STATED EXERCISE. Could you reproduce each of the items below word for word, leaving out the pictures?

--- start RECORDS PROVIDED ---

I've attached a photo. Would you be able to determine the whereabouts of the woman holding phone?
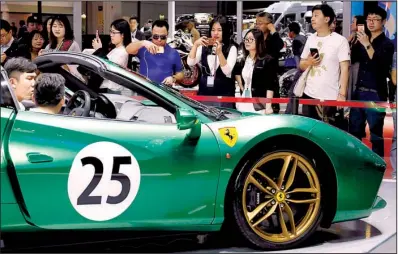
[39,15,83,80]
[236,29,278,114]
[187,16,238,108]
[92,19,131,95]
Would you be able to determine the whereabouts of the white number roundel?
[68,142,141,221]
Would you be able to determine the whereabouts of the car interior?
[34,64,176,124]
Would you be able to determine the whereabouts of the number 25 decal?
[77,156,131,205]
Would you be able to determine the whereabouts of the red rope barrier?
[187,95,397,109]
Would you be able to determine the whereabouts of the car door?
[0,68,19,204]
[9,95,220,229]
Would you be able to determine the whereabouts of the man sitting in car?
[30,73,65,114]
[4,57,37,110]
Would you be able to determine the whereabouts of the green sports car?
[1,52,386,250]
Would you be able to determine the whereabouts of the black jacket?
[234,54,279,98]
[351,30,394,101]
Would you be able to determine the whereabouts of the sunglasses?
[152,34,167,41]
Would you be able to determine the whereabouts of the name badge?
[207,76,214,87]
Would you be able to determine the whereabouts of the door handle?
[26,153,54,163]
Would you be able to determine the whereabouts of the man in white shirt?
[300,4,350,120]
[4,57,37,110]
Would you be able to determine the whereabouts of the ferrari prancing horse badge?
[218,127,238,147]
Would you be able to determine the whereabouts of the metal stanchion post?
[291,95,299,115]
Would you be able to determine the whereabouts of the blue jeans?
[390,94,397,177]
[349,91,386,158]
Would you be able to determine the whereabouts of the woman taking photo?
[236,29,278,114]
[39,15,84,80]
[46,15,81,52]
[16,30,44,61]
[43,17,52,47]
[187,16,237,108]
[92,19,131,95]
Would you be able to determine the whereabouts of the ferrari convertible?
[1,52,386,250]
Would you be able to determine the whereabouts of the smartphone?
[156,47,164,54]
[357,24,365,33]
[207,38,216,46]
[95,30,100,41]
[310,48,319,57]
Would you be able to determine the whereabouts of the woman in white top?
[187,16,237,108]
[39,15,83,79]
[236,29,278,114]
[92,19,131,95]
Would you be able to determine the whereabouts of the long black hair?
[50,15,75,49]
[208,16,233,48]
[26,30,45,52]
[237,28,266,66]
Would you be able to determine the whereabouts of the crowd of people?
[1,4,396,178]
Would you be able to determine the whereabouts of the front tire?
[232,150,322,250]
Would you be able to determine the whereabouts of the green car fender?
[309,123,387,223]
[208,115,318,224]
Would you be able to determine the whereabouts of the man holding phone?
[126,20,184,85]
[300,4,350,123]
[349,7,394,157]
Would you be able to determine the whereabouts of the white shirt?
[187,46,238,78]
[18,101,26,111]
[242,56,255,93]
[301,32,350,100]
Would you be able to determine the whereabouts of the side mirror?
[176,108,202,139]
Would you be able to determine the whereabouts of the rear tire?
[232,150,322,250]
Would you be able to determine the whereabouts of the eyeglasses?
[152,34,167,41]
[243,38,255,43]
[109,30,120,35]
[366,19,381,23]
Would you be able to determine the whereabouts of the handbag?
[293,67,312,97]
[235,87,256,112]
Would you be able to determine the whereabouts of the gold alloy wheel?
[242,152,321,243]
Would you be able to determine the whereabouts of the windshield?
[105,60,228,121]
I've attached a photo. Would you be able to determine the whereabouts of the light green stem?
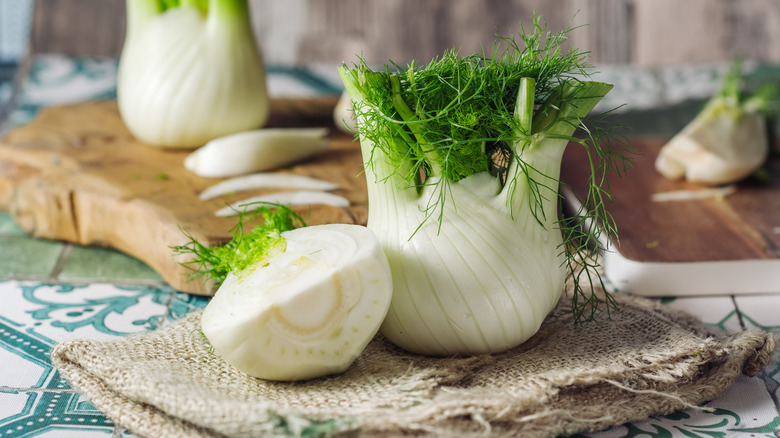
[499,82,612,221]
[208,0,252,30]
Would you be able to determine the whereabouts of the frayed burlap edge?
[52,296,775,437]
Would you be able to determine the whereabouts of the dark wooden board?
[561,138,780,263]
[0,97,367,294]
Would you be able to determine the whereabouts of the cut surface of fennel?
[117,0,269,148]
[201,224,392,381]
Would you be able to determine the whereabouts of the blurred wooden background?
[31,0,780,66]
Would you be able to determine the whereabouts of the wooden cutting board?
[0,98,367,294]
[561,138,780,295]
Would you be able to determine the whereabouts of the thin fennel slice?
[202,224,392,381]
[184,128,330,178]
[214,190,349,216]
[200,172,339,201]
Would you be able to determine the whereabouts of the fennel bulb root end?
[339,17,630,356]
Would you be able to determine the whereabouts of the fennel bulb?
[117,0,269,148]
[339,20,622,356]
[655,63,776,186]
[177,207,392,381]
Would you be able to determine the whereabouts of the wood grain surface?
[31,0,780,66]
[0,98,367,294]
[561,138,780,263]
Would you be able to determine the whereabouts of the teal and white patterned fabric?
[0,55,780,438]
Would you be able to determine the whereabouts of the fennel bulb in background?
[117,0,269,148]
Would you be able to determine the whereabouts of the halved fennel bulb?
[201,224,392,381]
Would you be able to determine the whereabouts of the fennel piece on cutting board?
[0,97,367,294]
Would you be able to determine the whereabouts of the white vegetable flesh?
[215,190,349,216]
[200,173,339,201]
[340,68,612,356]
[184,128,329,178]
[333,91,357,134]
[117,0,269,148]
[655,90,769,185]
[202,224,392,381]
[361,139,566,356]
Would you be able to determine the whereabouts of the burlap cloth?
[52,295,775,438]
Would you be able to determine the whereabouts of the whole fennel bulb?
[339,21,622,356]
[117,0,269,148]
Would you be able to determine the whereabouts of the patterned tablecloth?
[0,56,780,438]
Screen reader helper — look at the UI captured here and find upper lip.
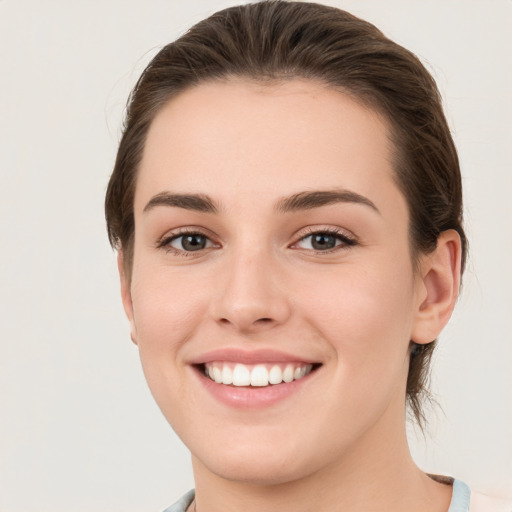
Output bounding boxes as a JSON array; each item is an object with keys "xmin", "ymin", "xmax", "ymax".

--- end RECORDS PROVIDED ---

ANSWER FOR THIS EXERCISE.
I've attached a photo. Would you be able to determine the whereabouts of the woman holding phone?
[39,15,83,80]
[236,29,278,114]
[187,16,238,108]
[92,19,131,95]
Would you be able to determine the whereabouts of the white number roundel?
[68,142,141,221]
Would you be able to determine the whereabouts of the car interior?
[34,64,176,124]
Would you be able to determine the whereabouts of the number 25 decal?
[77,156,131,205]
Would you be able to determine the whereabouts of the red rope barrier?
[187,95,397,109]
Would you be able to determine the whereabouts of the car door?
[0,68,19,204]
[9,95,220,229]
Would you be able to determine the whereabouts of the man sitting in car?
[30,73,65,114]
[4,57,37,110]
Would you be able to determine the whereabouts of the green sports car?
[1,52,386,250]
Would you be able to determine the whereabouts of the black jacket?
[234,54,279,98]
[351,30,394,101]
Would you be able to determine the whereabouts of the sunglasses?
[152,34,167,41]
Would you be able to determine the whereabouts of the name badge?
[207,76,214,87]
Would you be able to determine the whereabouts of the door handle?
[26,153,54,163]
Would you be able to determine the whereabouts of the man in white shirt?
[300,4,350,120]
[4,57,37,110]
Would you be able to determine the whereabouts of the ferrari prancing horse badge?
[218,127,238,147]
Would you be able to determine the whereabouts of the metal stanchion post?
[291,95,299,115]
Would you be able to determine the whereabouts of the blue jeans?
[390,94,397,177]
[349,91,386,158]
Would you be able to determine the whereabouts of the woman taking photo?
[236,29,278,114]
[39,15,84,80]
[46,15,81,52]
[16,30,44,61]
[43,17,52,47]
[187,16,237,108]
[92,19,131,95]
Would you be able to determine the whereabouts of the ferrari convertible?
[1,52,386,250]
Would you be able to determine the whereabouts of the smartphone?
[156,47,164,54]
[357,24,365,33]
[207,38,216,46]
[95,30,100,41]
[310,48,319,57]
Would you be able to determine the whereabouts of the woman in white top?
[187,16,237,108]
[39,15,83,79]
[236,29,278,114]
[92,19,131,95]
Would you be able to determine the whereabouts of the long black hair?
[50,15,75,49]
[208,16,233,48]
[26,30,45,52]
[237,28,266,66]
Would you be able to determine the whereabouts of the crowd of people?
[1,4,396,178]
Would you be able to determine the whereabouts of the front tire?
[232,150,322,250]
Would you be able to determine the whereabouts of the green car fender?
[309,123,387,223]
[208,115,318,224]
Would you be able to determine the whereabouts of the man holding phone?
[126,20,184,85]
[300,4,350,123]
[349,7,394,157]
Would you be able to determine the whereabouts of the white shirt?
[187,46,238,78]
[18,101,26,111]
[242,56,255,93]
[301,32,350,100]
Would you be able to determine the whereabouts of the side mirror?
[176,108,202,139]
Would you be able to determine the whereabouts of the rear tire?
[232,150,322,250]
Would you be able to determine the whereabouts of the eyeglasses?
[152,34,167,41]
[243,38,255,43]
[109,30,120,35]
[366,19,381,23]
Would you be able to determine the whereabouts of the handbag?
[293,67,312,97]
[235,87,256,112]
Would you be able to determine the whereabouts of the gold alloy wheel?
[242,152,321,243]
Would you be able to determine the whereabouts of the windshield?
[105,60,228,121]
I've attached a photo. Would you be able to determine the whereabouts of the light green stem?
[499,82,612,221]
[208,0,252,30]
Would you be able to determine the whereabouts of the frayed burlap edge?
[52,296,775,437]
Would you be able to determine the whereabouts of the dark wooden board?
[561,138,780,263]
[0,97,367,294]
Would you be able to determine the whereabouts of the cut surface of fennel?
[117,0,269,148]
[201,224,392,381]
Would you be able to determine the whereabouts of the blurred wooden background?
[31,0,780,66]
Would you be able to determine the whereabouts of the wooden cutting board?
[0,98,367,294]
[561,138,780,295]
Would you be able to determine the whereabouts of the thin fennel slice?
[202,224,392,381]
[184,128,330,178]
[214,190,349,216]
[200,172,339,201]
Would you be able to determine the whereabouts of the fennel bulb root end?
[339,17,630,356]
Would you be able to determine the whereabouts of the fennel bulb?
[117,0,269,148]
[339,20,622,356]
[655,63,776,186]
[177,207,392,381]
Would you be able to determine the whereabouts of the wood grain surface?
[31,0,780,66]
[0,98,367,294]
[561,138,780,263]
Would you be able to determine the whereabouts of the teal and white patterned fabric?
[0,55,780,438]
Would you be able to determine the whereabouts of the fennel bulb in background?
[117,0,269,148]
Would you be able to determine the whereabouts of the halved fennel bulb?
[201,224,392,381]
Would you be able to determine the whereabouts of the fennel piece on cutting board?
[0,97,367,294]
Would you be able to determine the whereabouts of the white vegetable flesh?
[215,190,349,216]
[200,173,339,201]
[340,68,612,356]
[184,128,329,178]
[333,91,357,134]
[117,0,269,148]
[655,90,769,185]
[202,224,392,381]
[361,139,566,356]
Would you be able to determine the whereabouts of the burlap cloth?
[52,295,775,438]
Would you be able to determine the whereabouts of the whole fennel bulb?
[339,21,622,356]
[117,0,269,148]
Would you be able to determine the whereabouts of the patterned tablecloth?
[0,56,780,438]
Screen reader helper — look at the UI captured here and find upper lip.
Output bounding boxes as a JSON array; each item is an object with keys "xmin", "ymin", "xmax", "ymax".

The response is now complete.